• Tasks to perform:
A - Translate this sentence from the Sadc strategy passage into French: "The strategy aims to transform Sadc – economically, technologically and socio-economically – and the strategy has a long-term perspective."
B - Please decide whether each statement agrees with the Sadc strategy passage, answering yes or no and quoting the deciding words: (i) The decision to prepare the strategy was taken in August 2014. (ii) The strategy has two phases. (iii) The private sector is described as the implementers.

• Quoted passage:
(begin)

Though a lot of successes have been recorded, I will focus on a few things.

When Zimbabwe took over, we started with the theme “Value-Addition and Beneficiation”, and from this theme, Heads of State agreed that Sadc should prepare an Industrialisation Strategy.

We were given a very short period as the Secretariat as the decision was taken in August 2014, with the strategy scheduled for presentation in April 2015.

And under the able leadership of Zimbabwe – not only the leadership, but the commitment as well – we achieved our mandate as seen by the Extraordinary Sadc Summit in April 2015.

To me, that is really a big achievement during President Mugabe’s tenure.

One could tell that it was on the heart of His Excellency himself and the entire machinery in the Republic of Zimbabwe who prepared the Industrialisation Strategy and Road Map.

The strategy aims to transform Sadc – economically, technologically and socio-economically – and the strategy has a long-term perspective.

That is why we call it an Industrialisation Strategy and Roadmap 2015-2063.

It has three phases and its major elements are enhancing value-addition; value chains; development; innovation; technology research and developments and also recognising that the implementation of the strategy requires both public and private sectors.

We need the private sector because they are the implementers. They are the ones who will provide financing in terms of implementing the interventions.

The strategy recognises that we must have financing mechanisms.

(end)

(A block of data)
(begin)

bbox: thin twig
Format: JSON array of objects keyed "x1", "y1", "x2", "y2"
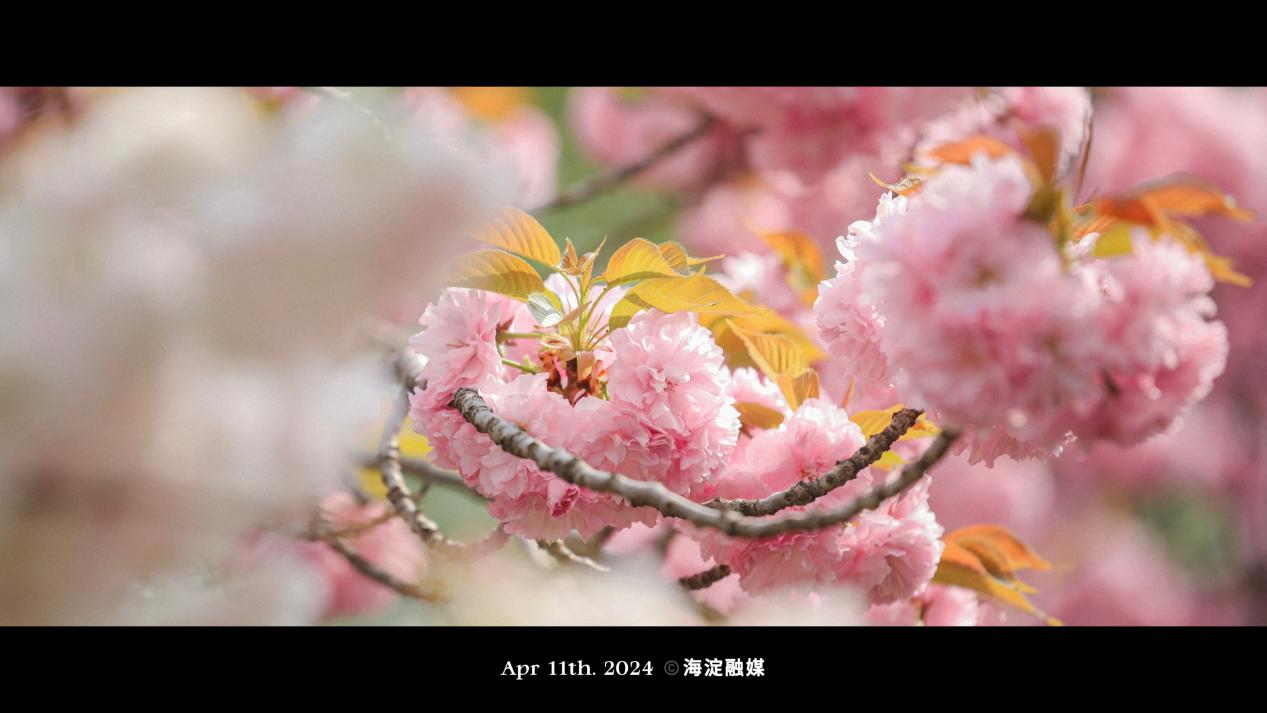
[
  {"x1": 361, "y1": 455, "x2": 485, "y2": 500},
  {"x1": 537, "y1": 539, "x2": 612, "y2": 572},
  {"x1": 707, "y1": 409, "x2": 924, "y2": 517},
  {"x1": 678, "y1": 565, "x2": 730, "y2": 591},
  {"x1": 326, "y1": 537, "x2": 436, "y2": 602},
  {"x1": 451, "y1": 388, "x2": 959, "y2": 537},
  {"x1": 532, "y1": 117, "x2": 716, "y2": 214}
]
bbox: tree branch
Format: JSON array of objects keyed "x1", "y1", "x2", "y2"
[
  {"x1": 324, "y1": 537, "x2": 436, "y2": 602},
  {"x1": 532, "y1": 117, "x2": 716, "y2": 213},
  {"x1": 707, "y1": 409, "x2": 924, "y2": 517},
  {"x1": 451, "y1": 389, "x2": 959, "y2": 537},
  {"x1": 678, "y1": 565, "x2": 730, "y2": 591},
  {"x1": 361, "y1": 455, "x2": 487, "y2": 500},
  {"x1": 378, "y1": 384, "x2": 507, "y2": 558}
]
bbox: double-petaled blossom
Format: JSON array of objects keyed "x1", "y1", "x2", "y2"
[
  {"x1": 817, "y1": 156, "x2": 1226, "y2": 461},
  {"x1": 696, "y1": 399, "x2": 941, "y2": 603}
]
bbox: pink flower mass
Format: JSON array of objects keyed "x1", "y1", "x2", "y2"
[{"x1": 0, "y1": 86, "x2": 1267, "y2": 630}]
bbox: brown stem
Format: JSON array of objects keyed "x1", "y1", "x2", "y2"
[
  {"x1": 707, "y1": 409, "x2": 924, "y2": 517},
  {"x1": 532, "y1": 117, "x2": 716, "y2": 214},
  {"x1": 451, "y1": 389, "x2": 959, "y2": 537},
  {"x1": 326, "y1": 537, "x2": 436, "y2": 602},
  {"x1": 678, "y1": 565, "x2": 730, "y2": 590}
]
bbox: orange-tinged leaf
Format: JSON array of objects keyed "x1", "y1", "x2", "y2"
[
  {"x1": 660, "y1": 241, "x2": 723, "y2": 275},
  {"x1": 732, "y1": 327, "x2": 810, "y2": 379},
  {"x1": 450, "y1": 249, "x2": 550, "y2": 301},
  {"x1": 1020, "y1": 125, "x2": 1060, "y2": 184},
  {"x1": 608, "y1": 275, "x2": 760, "y2": 329},
  {"x1": 1073, "y1": 211, "x2": 1117, "y2": 239},
  {"x1": 927, "y1": 136, "x2": 1015, "y2": 163},
  {"x1": 1093, "y1": 176, "x2": 1253, "y2": 228},
  {"x1": 603, "y1": 238, "x2": 680, "y2": 285},
  {"x1": 1134, "y1": 176, "x2": 1254, "y2": 220},
  {"x1": 450, "y1": 86, "x2": 532, "y2": 122},
  {"x1": 933, "y1": 542, "x2": 1060, "y2": 626},
  {"x1": 735, "y1": 401, "x2": 783, "y2": 431},
  {"x1": 755, "y1": 230, "x2": 826, "y2": 285},
  {"x1": 699, "y1": 308, "x2": 827, "y2": 369},
  {"x1": 475, "y1": 208, "x2": 563, "y2": 267},
  {"x1": 784, "y1": 369, "x2": 820, "y2": 408},
  {"x1": 945, "y1": 524, "x2": 1052, "y2": 575}
]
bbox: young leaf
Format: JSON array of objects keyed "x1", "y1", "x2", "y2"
[
  {"x1": 867, "y1": 171, "x2": 924, "y2": 196},
  {"x1": 756, "y1": 230, "x2": 826, "y2": 285},
  {"x1": 1020, "y1": 127, "x2": 1060, "y2": 184},
  {"x1": 732, "y1": 327, "x2": 818, "y2": 409},
  {"x1": 475, "y1": 208, "x2": 563, "y2": 267},
  {"x1": 608, "y1": 275, "x2": 760, "y2": 329},
  {"x1": 735, "y1": 328, "x2": 810, "y2": 382},
  {"x1": 603, "y1": 238, "x2": 680, "y2": 285},
  {"x1": 699, "y1": 308, "x2": 827, "y2": 369},
  {"x1": 659, "y1": 241, "x2": 723, "y2": 275},
  {"x1": 528, "y1": 293, "x2": 563, "y2": 327},
  {"x1": 945, "y1": 524, "x2": 1052, "y2": 577},
  {"x1": 450, "y1": 249, "x2": 547, "y2": 300},
  {"x1": 784, "y1": 369, "x2": 820, "y2": 408},
  {"x1": 933, "y1": 542, "x2": 1060, "y2": 626},
  {"x1": 1096, "y1": 176, "x2": 1254, "y2": 225},
  {"x1": 927, "y1": 136, "x2": 1015, "y2": 165},
  {"x1": 1092, "y1": 223, "x2": 1134, "y2": 257}
]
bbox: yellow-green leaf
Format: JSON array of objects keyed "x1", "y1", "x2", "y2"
[
  {"x1": 608, "y1": 275, "x2": 760, "y2": 329},
  {"x1": 450, "y1": 249, "x2": 549, "y2": 301},
  {"x1": 475, "y1": 208, "x2": 563, "y2": 267},
  {"x1": 699, "y1": 308, "x2": 827, "y2": 369},
  {"x1": 357, "y1": 418, "x2": 431, "y2": 500},
  {"x1": 1093, "y1": 222, "x2": 1133, "y2": 257},
  {"x1": 732, "y1": 327, "x2": 810, "y2": 379},
  {"x1": 603, "y1": 238, "x2": 679, "y2": 285}
]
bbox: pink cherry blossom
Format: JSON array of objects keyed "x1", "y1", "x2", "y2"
[
  {"x1": 290, "y1": 493, "x2": 427, "y2": 618},
  {"x1": 607, "y1": 309, "x2": 739, "y2": 494}
]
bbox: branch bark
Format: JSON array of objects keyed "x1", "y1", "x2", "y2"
[
  {"x1": 678, "y1": 565, "x2": 730, "y2": 591},
  {"x1": 532, "y1": 117, "x2": 716, "y2": 213},
  {"x1": 451, "y1": 389, "x2": 959, "y2": 537},
  {"x1": 707, "y1": 409, "x2": 924, "y2": 517},
  {"x1": 324, "y1": 537, "x2": 436, "y2": 602}
]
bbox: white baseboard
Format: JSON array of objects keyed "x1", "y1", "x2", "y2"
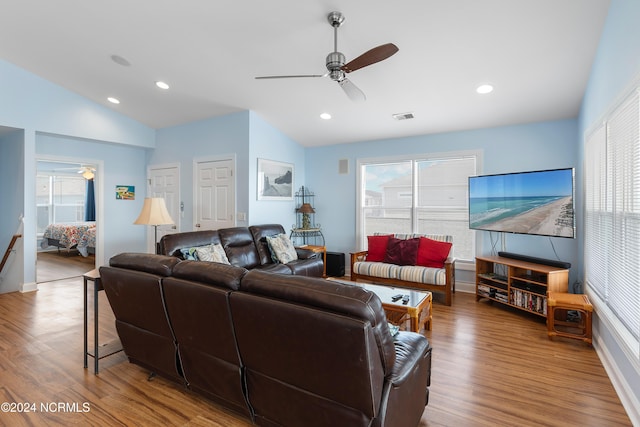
[
  {"x1": 593, "y1": 333, "x2": 640, "y2": 426},
  {"x1": 20, "y1": 282, "x2": 38, "y2": 293}
]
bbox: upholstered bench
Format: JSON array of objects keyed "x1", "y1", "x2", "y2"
[{"x1": 351, "y1": 233, "x2": 456, "y2": 305}]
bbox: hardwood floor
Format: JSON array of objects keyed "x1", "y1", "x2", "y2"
[
  {"x1": 36, "y1": 249, "x2": 96, "y2": 283},
  {"x1": 0, "y1": 278, "x2": 631, "y2": 427}
]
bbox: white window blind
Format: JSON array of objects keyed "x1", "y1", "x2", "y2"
[
  {"x1": 585, "y1": 91, "x2": 640, "y2": 348},
  {"x1": 357, "y1": 152, "x2": 479, "y2": 263}
]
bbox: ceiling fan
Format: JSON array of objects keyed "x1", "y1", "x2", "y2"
[{"x1": 256, "y1": 12, "x2": 398, "y2": 101}]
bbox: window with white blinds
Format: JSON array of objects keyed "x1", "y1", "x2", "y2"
[{"x1": 584, "y1": 90, "x2": 640, "y2": 355}]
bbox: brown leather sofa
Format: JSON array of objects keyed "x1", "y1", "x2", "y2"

(end)

• Responses per task:
A - La stratégie vise à transformer la Sadc – sur les plans économique, technologique et socio-économique – et la stratégie s'inscrit dans une perspective à long terme.

B -
(i) Yes: "the decision was taken in August 2014"
(ii) No: "It has three phases"
(iii) Yes: "they are the implementers"